*** Opening ENTRIES SUPPLIED ***

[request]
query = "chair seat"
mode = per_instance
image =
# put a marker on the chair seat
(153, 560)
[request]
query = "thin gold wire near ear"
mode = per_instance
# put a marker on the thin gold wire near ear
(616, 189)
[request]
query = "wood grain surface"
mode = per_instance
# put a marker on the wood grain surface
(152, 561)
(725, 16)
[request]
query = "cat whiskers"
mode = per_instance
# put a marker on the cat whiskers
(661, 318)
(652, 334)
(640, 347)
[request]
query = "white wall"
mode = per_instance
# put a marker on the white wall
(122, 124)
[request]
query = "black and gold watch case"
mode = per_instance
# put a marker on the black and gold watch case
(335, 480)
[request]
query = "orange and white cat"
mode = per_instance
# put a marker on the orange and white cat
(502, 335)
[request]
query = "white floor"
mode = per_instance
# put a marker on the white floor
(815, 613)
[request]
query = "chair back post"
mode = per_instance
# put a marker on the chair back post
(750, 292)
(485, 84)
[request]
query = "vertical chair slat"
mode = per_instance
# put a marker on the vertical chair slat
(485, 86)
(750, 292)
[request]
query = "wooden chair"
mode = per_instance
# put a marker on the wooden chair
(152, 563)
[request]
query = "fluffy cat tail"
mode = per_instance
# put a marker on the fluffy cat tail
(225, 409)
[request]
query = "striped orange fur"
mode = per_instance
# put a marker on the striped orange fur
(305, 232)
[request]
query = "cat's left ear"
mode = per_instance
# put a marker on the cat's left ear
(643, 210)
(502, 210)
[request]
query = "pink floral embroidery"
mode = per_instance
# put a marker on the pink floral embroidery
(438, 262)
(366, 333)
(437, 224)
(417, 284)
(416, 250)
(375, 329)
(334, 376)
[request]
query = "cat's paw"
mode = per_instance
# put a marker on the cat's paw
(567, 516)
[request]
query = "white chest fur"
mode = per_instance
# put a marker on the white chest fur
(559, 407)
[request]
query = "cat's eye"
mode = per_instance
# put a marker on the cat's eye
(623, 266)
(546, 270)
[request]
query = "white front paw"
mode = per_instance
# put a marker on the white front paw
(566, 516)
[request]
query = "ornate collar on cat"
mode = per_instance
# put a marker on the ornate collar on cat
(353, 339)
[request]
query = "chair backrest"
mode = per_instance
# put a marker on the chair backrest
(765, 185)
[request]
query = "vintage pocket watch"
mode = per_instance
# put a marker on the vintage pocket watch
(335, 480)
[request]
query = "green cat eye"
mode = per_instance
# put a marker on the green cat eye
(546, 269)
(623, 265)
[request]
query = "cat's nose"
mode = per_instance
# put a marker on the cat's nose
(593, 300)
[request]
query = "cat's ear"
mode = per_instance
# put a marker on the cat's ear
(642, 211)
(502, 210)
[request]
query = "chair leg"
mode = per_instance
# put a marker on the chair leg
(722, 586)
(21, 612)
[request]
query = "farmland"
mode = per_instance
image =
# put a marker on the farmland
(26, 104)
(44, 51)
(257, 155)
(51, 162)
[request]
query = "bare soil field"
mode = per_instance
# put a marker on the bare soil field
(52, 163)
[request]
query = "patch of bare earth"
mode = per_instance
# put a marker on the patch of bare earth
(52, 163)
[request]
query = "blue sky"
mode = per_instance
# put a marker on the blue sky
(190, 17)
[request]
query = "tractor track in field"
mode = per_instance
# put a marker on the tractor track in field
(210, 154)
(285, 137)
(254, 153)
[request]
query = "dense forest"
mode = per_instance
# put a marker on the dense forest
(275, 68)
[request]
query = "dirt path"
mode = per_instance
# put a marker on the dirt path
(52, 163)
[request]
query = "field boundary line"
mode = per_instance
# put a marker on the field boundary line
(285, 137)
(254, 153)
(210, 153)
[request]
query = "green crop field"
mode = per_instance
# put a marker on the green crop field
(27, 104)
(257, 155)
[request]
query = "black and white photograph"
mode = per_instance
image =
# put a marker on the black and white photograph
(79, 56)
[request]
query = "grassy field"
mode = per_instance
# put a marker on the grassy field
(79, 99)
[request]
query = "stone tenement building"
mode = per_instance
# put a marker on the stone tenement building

*** Closing ENTRIES SUPPLIED ***

• **PROBLEM STATEMENT**
Write the whole of the data out again exactly as it stands.

• **RESULT OF THIS TASK**
[request]
query = "chair seat"
mode = per_instance
image =
# put a marker on the chair seat
(153, 560)
[request]
query = "thin gold wire near ear"
mode = per_instance
# put a marker on the thin gold wire near ear
(616, 189)
[request]
query = "wood grain surface"
mode = per_instance
# put a marker on the wood grain surface
(152, 561)
(725, 16)
[request]
query = "cat whiskers"
mode = per_instance
# put a marker on the cat whiskers
(661, 318)
(652, 334)
(640, 347)
[request]
query = "white wall"
mode = per_instance
# put a marker on the white wall
(122, 124)
[request]
query = "black and gold watch case"
mode = per_instance
# put a marker on the black and gold watch case
(335, 480)
[request]
query = "orange and white cat"
mode = per_instance
# put a marker on the orange and white cat
(502, 335)
[request]
query = "white floor"
mode = per_instance
# put a marker on the white floor
(815, 613)
[request]
query = "chair back post"
mode = per_instance
# put a marker on the chair back post
(750, 292)
(485, 84)
[request]
query = "vertical chair slat"
mode = per_instance
# put a marker on the vertical chair slat
(485, 86)
(750, 292)
[request]
query = "wooden chair"
mode = per_instance
# put a marker on the wooden chair
(152, 563)
[request]
query = "fluffy cat tail"
mode = per_instance
# put a marker on the fluffy cat tail
(225, 409)
[request]
query = "striped orange fur"
mode = per_instance
# put a marker on the striped orange fur
(305, 232)
[request]
query = "cat's left ear"
mode = per_instance
# put a marker on the cat's left ear
(643, 210)
(502, 210)
[request]
query = "pink floral embroidery"
mode = per_instance
# put a marker on the pink floral embroidery
(438, 262)
(366, 333)
(437, 224)
(417, 284)
(416, 250)
(375, 329)
(334, 376)
[request]
query = "cat's paw"
mode = per_instance
# put a marker on the cat's paw
(567, 516)
[request]
query = "white chest fur"
mode = per_instance
# put a marker on the white chest fur
(559, 407)
[request]
query = "cat's eye"
mode = per_instance
# put a marker on the cat's eye
(623, 266)
(546, 270)
[request]
query = "white front paw"
mode = per_instance
# put a marker on the white front paw
(566, 516)
[request]
query = "ornate collar on cat"
mode = per_instance
# put a marker on the ornate collar on cat
(353, 339)
[request]
query = "chair backrest"
mode = per_instance
# put a marker on the chair backrest
(765, 185)
[request]
query = "vintage pocket watch"
mode = per_instance
# put a marker on the vintage pocket watch
(335, 480)
[request]
query = "green cat eye"
mode = per_instance
# put a marker on the green cat eye
(546, 269)
(623, 265)
[request]
query = "cat's nose"
mode = per_instance
# put a marker on the cat's nose
(593, 300)
[request]
query = "cat's ear"
mode = per_instance
# put a marker on the cat's ear
(642, 211)
(502, 210)
[request]
query = "chair leg"
mode = per_instance
# put a marker on the chair leg
(722, 586)
(21, 612)
[request]
query = "farmland"
mode = per_instance
image =
# put a marker on the farmland
(26, 104)
(44, 51)
(257, 155)
(51, 162)
[request]
query = "bare soil field"
mode = per_instance
# put a marker on the bare soil field
(52, 163)
[request]
query = "patch of bare earth"
mode = per_instance
# put a marker on the patch of bare earth
(52, 163)
[request]
query = "blue sky"
mode = per_instance
# put a marker on the blue sky
(190, 17)
[request]
query = "tractor track in field"
mode = per_instance
# put a marker on the tractor track in field
(210, 154)
(285, 137)
(254, 153)
[request]
query = "dense forest"
mode = per_instance
# put a marker on the dense forest
(275, 68)
[request]
query = "dirt path"
mode = per_instance
# put a marker on the dirt path
(52, 163)
[request]
query = "field boundary line"
mode = per_instance
# put a marker on the field boundary line
(285, 137)
(254, 153)
(210, 153)
[request]
query = "green crop field"
mode = per_instance
# put a marker on the green crop field
(27, 104)
(257, 155)
[request]
query = "black and white photograph"
mode = per_instance
image =
# put a marker on the black and white photograph
(79, 56)
[request]
query = "grassy field"
mode = per_instance
# put a marker on the grassy field
(79, 99)
[request]
query = "stone tenement building"
mode = per_instance
# put a marker on the stone tenement building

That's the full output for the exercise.